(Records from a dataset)
◆ ◆ ◆ ◆ ◆

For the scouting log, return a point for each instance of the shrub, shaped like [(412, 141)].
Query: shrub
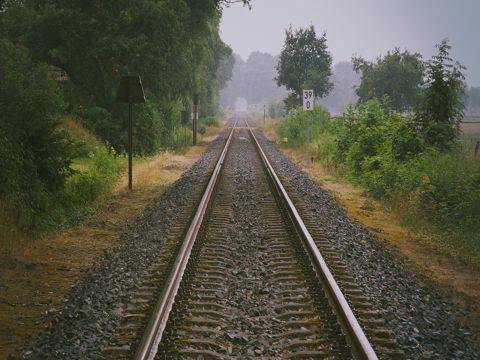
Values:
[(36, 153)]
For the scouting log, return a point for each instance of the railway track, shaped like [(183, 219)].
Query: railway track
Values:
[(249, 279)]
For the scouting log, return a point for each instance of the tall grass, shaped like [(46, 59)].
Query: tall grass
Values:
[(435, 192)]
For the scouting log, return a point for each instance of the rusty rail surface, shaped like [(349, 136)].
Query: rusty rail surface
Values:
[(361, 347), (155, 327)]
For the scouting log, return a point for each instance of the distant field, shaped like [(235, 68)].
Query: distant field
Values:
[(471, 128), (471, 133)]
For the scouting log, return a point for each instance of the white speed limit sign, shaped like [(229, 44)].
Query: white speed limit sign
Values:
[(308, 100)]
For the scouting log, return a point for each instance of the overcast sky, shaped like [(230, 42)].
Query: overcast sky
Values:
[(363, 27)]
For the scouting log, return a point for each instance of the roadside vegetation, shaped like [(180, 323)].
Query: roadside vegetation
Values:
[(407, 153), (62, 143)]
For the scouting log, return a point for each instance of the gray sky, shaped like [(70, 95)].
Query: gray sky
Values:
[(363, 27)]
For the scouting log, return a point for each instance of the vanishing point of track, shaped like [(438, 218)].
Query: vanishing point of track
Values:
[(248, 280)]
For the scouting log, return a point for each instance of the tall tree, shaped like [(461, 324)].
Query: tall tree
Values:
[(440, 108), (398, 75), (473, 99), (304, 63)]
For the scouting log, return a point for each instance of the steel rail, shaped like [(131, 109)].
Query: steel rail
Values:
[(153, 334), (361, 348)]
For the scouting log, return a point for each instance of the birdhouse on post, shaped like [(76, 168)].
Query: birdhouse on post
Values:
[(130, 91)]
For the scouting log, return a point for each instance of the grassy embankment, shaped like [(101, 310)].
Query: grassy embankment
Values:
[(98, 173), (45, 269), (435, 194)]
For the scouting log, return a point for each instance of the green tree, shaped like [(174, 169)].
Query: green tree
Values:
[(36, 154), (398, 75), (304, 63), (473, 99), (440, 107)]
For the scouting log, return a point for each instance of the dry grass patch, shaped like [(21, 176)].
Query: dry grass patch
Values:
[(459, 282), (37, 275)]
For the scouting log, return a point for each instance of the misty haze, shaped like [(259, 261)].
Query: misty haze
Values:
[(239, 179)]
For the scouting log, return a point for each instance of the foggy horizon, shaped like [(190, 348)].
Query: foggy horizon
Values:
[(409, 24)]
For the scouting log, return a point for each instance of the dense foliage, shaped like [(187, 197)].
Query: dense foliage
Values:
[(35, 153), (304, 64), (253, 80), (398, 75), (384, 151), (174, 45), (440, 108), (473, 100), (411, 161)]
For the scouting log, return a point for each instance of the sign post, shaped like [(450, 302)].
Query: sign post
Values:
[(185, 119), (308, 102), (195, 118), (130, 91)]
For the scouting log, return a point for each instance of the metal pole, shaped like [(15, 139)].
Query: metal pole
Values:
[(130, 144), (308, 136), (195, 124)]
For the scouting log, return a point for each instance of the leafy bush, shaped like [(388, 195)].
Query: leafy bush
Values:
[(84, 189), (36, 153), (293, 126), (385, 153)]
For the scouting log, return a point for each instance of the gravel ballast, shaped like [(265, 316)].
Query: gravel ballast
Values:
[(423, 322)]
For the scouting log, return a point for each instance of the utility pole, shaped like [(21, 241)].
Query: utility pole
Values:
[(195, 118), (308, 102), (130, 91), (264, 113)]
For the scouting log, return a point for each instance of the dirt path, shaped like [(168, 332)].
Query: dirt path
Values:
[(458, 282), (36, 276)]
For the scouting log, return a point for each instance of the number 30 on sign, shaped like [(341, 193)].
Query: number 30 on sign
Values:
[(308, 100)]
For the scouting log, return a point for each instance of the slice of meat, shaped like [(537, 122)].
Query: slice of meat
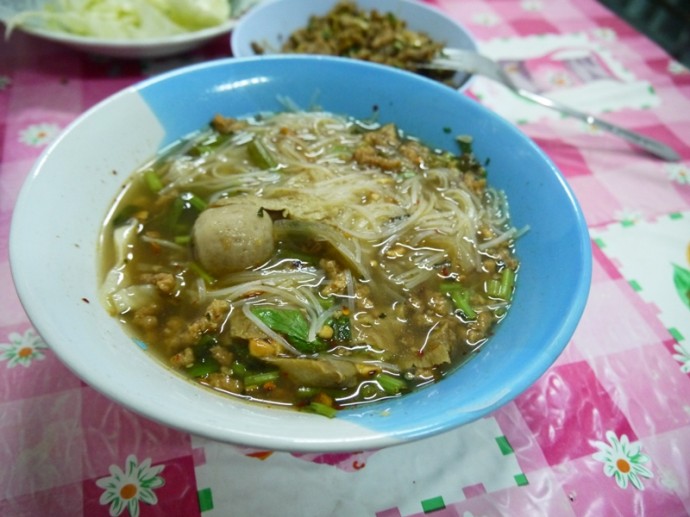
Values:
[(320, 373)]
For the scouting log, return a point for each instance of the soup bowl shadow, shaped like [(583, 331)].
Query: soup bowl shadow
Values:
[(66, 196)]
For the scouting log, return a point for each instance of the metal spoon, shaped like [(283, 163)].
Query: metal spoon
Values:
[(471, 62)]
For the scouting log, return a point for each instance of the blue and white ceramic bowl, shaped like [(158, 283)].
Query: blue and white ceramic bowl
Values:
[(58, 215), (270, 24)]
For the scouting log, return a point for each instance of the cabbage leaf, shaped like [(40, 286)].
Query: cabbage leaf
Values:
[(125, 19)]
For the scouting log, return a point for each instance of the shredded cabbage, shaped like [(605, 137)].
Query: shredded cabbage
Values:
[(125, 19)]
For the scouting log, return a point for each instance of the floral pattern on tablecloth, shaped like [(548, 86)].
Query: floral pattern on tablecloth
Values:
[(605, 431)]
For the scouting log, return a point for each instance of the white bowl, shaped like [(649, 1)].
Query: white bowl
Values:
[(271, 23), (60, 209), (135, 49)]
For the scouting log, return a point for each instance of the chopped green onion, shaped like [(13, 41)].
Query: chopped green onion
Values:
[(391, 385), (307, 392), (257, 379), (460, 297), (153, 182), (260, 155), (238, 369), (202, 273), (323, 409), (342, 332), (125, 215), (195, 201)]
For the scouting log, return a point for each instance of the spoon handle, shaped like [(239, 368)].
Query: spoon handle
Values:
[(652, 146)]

◆ ◆ ◆ ◆ ◆

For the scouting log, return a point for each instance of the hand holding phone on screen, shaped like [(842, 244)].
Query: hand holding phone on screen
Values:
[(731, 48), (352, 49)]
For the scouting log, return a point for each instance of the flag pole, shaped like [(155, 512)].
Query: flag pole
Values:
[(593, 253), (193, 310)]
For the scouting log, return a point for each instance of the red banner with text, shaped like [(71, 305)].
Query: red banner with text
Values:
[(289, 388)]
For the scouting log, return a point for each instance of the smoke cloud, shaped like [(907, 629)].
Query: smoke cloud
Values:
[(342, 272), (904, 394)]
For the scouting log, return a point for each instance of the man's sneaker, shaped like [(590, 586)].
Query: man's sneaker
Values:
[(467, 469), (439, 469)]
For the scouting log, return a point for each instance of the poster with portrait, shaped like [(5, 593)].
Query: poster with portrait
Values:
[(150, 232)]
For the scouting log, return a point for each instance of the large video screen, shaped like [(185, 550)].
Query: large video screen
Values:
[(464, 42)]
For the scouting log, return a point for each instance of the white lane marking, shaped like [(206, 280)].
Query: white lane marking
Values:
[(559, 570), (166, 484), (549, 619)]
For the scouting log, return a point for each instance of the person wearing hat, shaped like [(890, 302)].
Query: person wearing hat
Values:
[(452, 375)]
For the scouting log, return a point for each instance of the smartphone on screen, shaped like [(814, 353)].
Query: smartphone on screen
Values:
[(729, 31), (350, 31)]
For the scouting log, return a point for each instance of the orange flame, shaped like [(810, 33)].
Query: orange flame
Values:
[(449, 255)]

◆ ◆ ◆ ◆ ◆

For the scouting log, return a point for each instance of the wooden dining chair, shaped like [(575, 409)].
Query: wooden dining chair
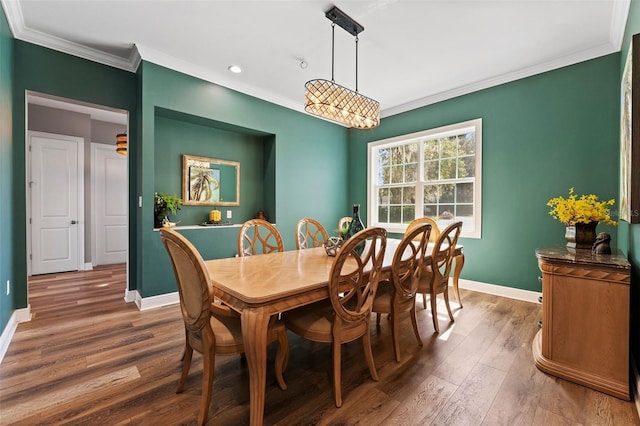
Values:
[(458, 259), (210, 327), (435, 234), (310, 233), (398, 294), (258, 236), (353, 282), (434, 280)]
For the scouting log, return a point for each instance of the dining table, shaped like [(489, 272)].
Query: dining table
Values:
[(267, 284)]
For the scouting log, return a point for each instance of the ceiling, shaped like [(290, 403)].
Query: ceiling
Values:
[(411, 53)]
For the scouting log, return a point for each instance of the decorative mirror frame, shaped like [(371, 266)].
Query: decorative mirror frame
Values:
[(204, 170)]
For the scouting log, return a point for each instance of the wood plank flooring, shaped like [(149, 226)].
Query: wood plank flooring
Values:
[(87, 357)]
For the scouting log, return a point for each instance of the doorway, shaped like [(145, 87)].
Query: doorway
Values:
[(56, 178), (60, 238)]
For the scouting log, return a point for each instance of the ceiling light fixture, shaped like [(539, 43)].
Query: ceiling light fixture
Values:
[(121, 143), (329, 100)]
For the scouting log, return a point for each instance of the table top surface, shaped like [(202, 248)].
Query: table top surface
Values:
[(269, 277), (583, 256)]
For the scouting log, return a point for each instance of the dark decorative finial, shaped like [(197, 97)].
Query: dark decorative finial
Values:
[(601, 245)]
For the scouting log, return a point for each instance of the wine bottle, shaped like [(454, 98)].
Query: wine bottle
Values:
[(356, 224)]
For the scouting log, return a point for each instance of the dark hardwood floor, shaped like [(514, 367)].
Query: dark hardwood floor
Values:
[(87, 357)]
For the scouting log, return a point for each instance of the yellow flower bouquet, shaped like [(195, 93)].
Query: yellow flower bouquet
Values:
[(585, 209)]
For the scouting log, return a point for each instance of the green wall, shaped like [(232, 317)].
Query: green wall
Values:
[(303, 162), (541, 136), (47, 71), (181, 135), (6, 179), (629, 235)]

◆ ◆ ◆ ◆ ◆

Return, from the data, each line where the string "tree" occurs.

For the scouting log, return a point for each instance of the tall tree, shaped like [(461, 324)].
Query: tall tree
For the scouting log, return a point for each instance of the green tree, shaped like [(174, 169)].
Query: green tree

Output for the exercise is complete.